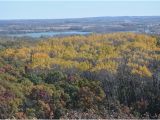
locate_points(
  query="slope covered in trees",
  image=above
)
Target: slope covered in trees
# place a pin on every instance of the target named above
(97, 76)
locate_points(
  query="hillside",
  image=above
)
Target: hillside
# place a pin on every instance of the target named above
(96, 76)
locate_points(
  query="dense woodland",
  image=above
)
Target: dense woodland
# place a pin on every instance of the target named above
(96, 76)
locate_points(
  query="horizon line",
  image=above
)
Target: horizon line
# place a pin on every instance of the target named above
(78, 17)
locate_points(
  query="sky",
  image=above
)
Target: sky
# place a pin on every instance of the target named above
(51, 9)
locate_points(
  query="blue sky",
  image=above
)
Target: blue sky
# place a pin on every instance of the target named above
(76, 9)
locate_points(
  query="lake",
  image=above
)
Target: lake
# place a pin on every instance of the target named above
(49, 34)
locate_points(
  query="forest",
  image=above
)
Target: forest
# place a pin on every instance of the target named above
(97, 76)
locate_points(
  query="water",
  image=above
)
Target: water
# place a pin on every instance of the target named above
(49, 34)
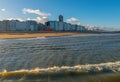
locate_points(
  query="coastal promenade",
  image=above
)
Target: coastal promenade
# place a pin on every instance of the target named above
(35, 35)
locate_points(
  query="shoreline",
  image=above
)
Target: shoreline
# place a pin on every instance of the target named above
(19, 35)
(35, 35)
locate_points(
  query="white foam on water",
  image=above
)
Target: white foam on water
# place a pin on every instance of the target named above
(31, 38)
(90, 68)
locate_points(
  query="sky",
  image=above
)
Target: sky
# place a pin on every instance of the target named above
(104, 13)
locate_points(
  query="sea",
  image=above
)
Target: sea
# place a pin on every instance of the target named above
(78, 58)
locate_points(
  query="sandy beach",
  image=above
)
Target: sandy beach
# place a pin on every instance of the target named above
(35, 35)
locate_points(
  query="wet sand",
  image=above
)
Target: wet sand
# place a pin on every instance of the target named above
(35, 35)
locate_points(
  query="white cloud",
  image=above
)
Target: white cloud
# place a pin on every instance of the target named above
(20, 19)
(38, 12)
(3, 10)
(73, 20)
(39, 19)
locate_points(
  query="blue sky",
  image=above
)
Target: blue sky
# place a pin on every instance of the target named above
(87, 12)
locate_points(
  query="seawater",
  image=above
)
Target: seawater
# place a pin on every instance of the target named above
(89, 58)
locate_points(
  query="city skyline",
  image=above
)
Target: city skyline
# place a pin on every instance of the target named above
(103, 13)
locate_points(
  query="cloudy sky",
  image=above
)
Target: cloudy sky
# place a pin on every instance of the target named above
(86, 12)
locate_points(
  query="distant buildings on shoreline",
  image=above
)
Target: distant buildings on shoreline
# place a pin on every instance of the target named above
(33, 26)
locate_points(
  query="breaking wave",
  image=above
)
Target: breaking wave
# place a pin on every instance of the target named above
(111, 67)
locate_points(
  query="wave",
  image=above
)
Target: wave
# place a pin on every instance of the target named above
***
Find each line in the listing above that contains the word "woodland", and copy those lines out in full.

  query="dense woodland",
Target: dense woodland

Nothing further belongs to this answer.